(RAW DATA)

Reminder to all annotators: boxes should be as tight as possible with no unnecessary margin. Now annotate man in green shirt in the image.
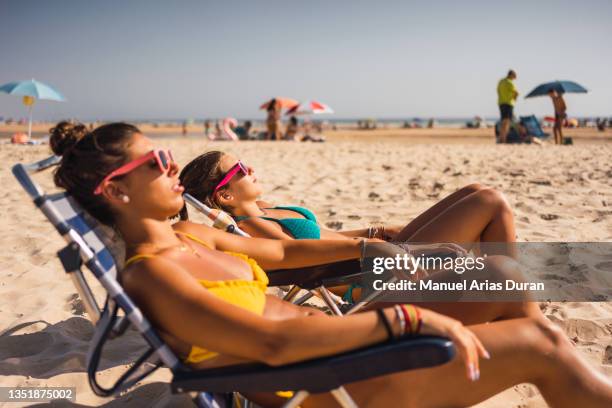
[497,70,519,143]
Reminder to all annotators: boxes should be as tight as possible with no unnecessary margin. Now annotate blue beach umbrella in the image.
[0,79,66,138]
[525,80,588,98]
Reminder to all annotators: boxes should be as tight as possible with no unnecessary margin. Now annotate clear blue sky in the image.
[1,0,611,120]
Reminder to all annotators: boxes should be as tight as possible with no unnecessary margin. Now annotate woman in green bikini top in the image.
[178,151,518,256]
[233,205,321,239]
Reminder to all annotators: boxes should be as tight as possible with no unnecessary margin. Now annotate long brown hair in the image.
[50,121,141,225]
[178,151,231,220]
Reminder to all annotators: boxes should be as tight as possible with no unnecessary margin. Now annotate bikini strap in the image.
[125,232,211,267]
[175,230,213,249]
[125,253,157,267]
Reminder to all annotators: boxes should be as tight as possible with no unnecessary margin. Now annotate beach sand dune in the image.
[1,134,610,407]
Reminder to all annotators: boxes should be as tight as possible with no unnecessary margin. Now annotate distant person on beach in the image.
[548,90,567,145]
[203,120,211,138]
[181,121,188,136]
[266,98,282,141]
[234,120,253,140]
[497,70,519,143]
[284,116,299,141]
[214,120,221,139]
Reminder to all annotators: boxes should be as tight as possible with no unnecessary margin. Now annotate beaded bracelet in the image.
[399,304,412,335]
[376,309,394,341]
[393,305,406,337]
[399,304,422,335]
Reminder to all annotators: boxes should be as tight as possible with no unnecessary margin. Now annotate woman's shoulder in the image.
[172,220,218,247]
[122,253,185,294]
[173,220,215,234]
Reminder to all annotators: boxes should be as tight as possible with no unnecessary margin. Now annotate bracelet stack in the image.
[393,304,422,337]
[378,305,423,341]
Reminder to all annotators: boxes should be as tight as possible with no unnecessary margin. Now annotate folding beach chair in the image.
[12,156,455,408]
[519,115,550,140]
[495,115,550,144]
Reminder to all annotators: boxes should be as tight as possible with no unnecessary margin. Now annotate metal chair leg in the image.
[294,291,314,305]
[283,285,302,302]
[282,390,309,408]
[317,287,344,316]
[330,386,359,408]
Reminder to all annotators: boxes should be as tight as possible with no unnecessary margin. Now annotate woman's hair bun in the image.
[49,121,89,156]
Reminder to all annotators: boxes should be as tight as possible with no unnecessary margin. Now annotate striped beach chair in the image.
[12,155,455,408]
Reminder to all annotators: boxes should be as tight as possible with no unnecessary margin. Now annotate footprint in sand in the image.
[604,346,612,365]
[540,214,560,221]
[594,261,612,272]
[326,221,343,230]
[529,179,552,186]
[66,293,86,316]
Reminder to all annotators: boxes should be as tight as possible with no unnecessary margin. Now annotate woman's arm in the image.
[123,256,386,365]
[124,257,487,375]
[335,225,404,240]
[174,221,362,270]
[336,228,370,238]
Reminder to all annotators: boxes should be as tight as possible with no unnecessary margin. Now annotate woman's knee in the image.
[462,183,487,194]
[482,255,524,282]
[525,317,568,356]
[476,188,512,212]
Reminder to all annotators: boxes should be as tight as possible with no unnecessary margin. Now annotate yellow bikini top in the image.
[124,231,269,363]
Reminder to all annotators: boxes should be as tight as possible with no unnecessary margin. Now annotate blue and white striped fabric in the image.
[48,192,124,275]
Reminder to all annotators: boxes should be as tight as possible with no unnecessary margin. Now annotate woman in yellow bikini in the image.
[49,121,612,407]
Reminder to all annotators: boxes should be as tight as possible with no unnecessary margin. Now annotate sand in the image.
[1,126,611,407]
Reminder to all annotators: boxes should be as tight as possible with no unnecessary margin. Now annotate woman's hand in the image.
[379,225,403,241]
[418,308,490,381]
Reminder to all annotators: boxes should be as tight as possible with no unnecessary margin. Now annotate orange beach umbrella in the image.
[259,97,299,110]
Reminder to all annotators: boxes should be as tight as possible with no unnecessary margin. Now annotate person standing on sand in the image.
[266,98,282,141]
[203,119,211,138]
[548,89,567,145]
[497,70,519,143]
[214,120,221,139]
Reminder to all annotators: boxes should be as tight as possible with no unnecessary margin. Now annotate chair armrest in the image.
[171,336,454,394]
[267,259,361,289]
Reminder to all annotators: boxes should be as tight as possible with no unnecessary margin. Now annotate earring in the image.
[121,195,130,203]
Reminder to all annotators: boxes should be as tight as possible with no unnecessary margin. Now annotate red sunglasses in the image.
[93,149,174,195]
[214,161,249,192]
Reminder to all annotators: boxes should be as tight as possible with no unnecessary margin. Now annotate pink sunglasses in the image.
[93,149,174,195]
[214,161,249,192]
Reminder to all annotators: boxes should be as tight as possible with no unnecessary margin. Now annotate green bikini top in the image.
[234,206,321,239]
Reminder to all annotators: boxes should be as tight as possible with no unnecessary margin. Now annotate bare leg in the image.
[395,183,487,242]
[499,118,510,143]
[304,318,612,407]
[401,187,516,257]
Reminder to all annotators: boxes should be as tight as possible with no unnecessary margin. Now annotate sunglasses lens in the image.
[158,151,168,169]
[239,162,248,174]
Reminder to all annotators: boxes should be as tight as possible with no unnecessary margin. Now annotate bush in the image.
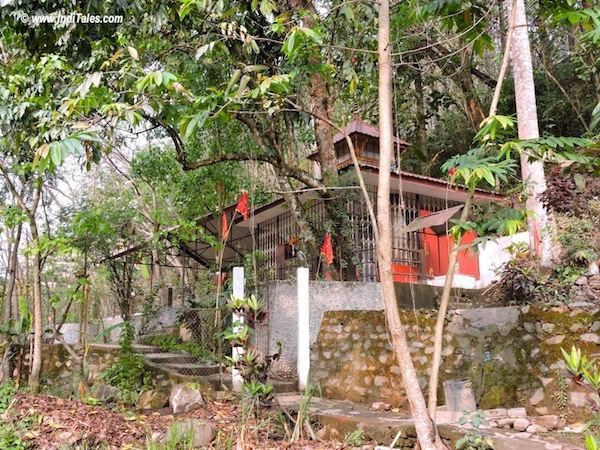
[102,322,152,405]
[495,243,544,303]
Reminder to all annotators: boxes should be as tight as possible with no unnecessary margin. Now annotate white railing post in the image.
[232,266,244,392]
[297,267,310,391]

(End RAW DATA)

> _ASSIGNMENT_
When printing the entries, leave out the images and keep everything else exact.

> _WORKED SOLUTION_
Reminder to all annotators: boxes should be as tight as possible with no unnecessary margin. Now annotate man in green shirt in the image.
[497,70,519,143]
Reminder to all annotators: boxes should be as tight as possible with no unnecessary margin. Now annotate blue beach umbrella in the image.
[0,79,66,138]
[525,80,588,98]
Reminder to all annotators: boxes should be as tight as possible with no unnecessary margin. Now annotate clear blue sky in the image.
[1,0,611,120]
Reminder to all annotators: boxes should be as tight as possible with no unnecessary margin. Now annotate woman in green bikini top in the image.
[178,151,518,256]
[233,205,321,239]
Reminder to all annotators: boxes should be as tight as possible with no unnecessary margin. Now annotate long brown hair in the image.
[50,121,141,225]
[178,151,231,220]
Reminder to all annotators: boxes should be as tight as possible with no unnecessary margin. Now annotate bikini strap in the image.
[125,232,211,267]
[175,230,213,249]
[125,253,157,267]
Reminder to all annotators: boxes should be as tight as possible with no unnecessary margin. Now annotate beach sand dune in the image.
[1,134,610,407]
Reminder to all annotators: boxes should be as tight as possible with no unnecessary margin. Now annotate distant person on beach in the image.
[548,90,567,145]
[203,120,211,138]
[181,121,188,136]
[266,98,282,141]
[234,120,253,140]
[497,70,519,143]
[284,116,299,141]
[214,120,221,139]
Reminder to all annotators: boxes should be as tight as possible with no unnecessary margin. Now annotate beaded bracelet in the image.
[399,304,412,335]
[376,309,394,341]
[393,305,406,337]
[399,304,422,335]
Reminder to all annotators: boxes should be as tight as possible with no unnecessary margin. Now annotate woman's shoulder in the image.
[172,220,218,247]
[122,253,185,294]
[173,220,215,234]
Reminder to all annotators: boxes should be as tight as possible with no unnecessary margin. Now annotate bracelet stack in the image.
[393,304,422,337]
[378,305,423,341]
Reminder to all annotators: boxes should be as tight as possible with no unnecessary margin. Now annotate folding beach chair in the image.
[12,156,455,408]
[519,115,550,140]
[495,115,550,144]
Reminder to all annotators: boxes should be as tight as possible with no unnecessary margin. Now annotate metal chair leg in the image.
[294,291,314,305]
[283,285,302,302]
[282,390,309,408]
[317,287,344,316]
[330,386,359,408]
Reminder to all annotators: boxes should be as tight as possible with no unnecessary margin. Now annotate woman's hair bun in the image.
[49,121,89,156]
Reminder to all annotators: boxes should be as tight as possible with no unnecessary margin. Now annotate striped beach chair in the image.
[12,155,455,408]
Reminder to all annotators: boxes should be as tight as possible with no unnecessary margin. Now annotate footprint in sand in the image.
[604,346,612,365]
[540,214,560,221]
[594,261,612,272]
[326,221,343,230]
[529,179,552,186]
[66,293,86,316]
Reminder to all annotators: boxes should be as tight as possible with no unnecessary margin. Now annotate woman's arm in the image.
[123,256,386,365]
[124,257,487,375]
[335,225,404,240]
[174,221,362,270]
[336,228,370,238]
Reminder to all annotators: boxes should be as tight as possible with no unnecessary margin. Now annotate woman's knee in the image.
[462,183,487,194]
[482,255,524,282]
[525,317,568,356]
[476,188,512,212]
Reminder to all annotators: boxes should be as tight as possible with no unnecessary margin. Now annotate yellow bikini top in the image.
[124,231,269,363]
Reminder to all annotators: boxes should be as tight as possible with no unnecessary margin. Now annotate blue and white striped fabric in the image.
[48,192,124,275]
Reminder to all annotators: boxes should be as tight as possible with no unnecessary margin. Now annotate woman in yellow bikini in the image.
[49,121,612,407]
Reminder to all annotators: boxes should be as tight as possible with no unnecessary margin. Now annotate sand in the image.
[1,126,611,407]
Reminder to all annotators: boxes should be as tight as possible with no unnecessary margin. Now annotate woman's hand in the image.
[379,225,403,241]
[418,308,490,381]
Reminder to all annotators: boxes should be as tight as possible with no unnecessary margin. Now annotate orange beach umbrella in the image.
[259,97,299,110]
Reminder to all annotators: boxes should be as tight as possible with no unnecessary margin. Now annotate person standing on sand in the image.
[266,98,282,141]
[203,119,211,138]
[548,89,567,145]
[497,70,519,143]
[214,120,221,139]
Reminder to all annotators: boxes should be as tight as possible with no unnecessary margin. Now annotate chair armrest in the image.
[171,336,454,394]
[267,259,361,289]
Reminder to all annotators: boxes should be as tight as possible with no unnecessary margin. Now annotate earring in the image.
[121,195,130,203]
Reminder to all annotators: boxes should be as tight as possible with no unnecessary margin. Now annotate red sunglasses in the image.
[93,149,174,195]
[214,161,249,192]
Reminder to all annotators: boxes should be as tight as possible with no unnecessary margin. Now annotate pink sunglasses in the image.
[93,149,174,195]
[214,161,249,192]
Reminder to all annotators: boxes should be as tight as possible with no unnecessary margin. Now annotate green bikini top in the image.
[234,206,321,239]
Reminder to all annotators: boxes should be as tight as possible with no unnecessary margin. Now annotate bare leg in the image.
[395,183,487,242]
[499,118,510,143]
[304,318,612,407]
[401,187,516,257]
Reminder to all annotators: boxes should be as tight as possible with no unnecessary margin. Now annotate sunglasses lens in the image.
[158,151,168,169]
[239,162,248,174]
Reminder to all annotators: boxes should be as tight as possible with no unnecessary margin. Now annotate bush in the image.
[102,322,152,405]
[495,243,544,303]
Reminder to all annotators: boxes should be as tight as possible with no unnecessary margin. Now annotate white railing post in the image.
[232,266,244,392]
[297,267,310,391]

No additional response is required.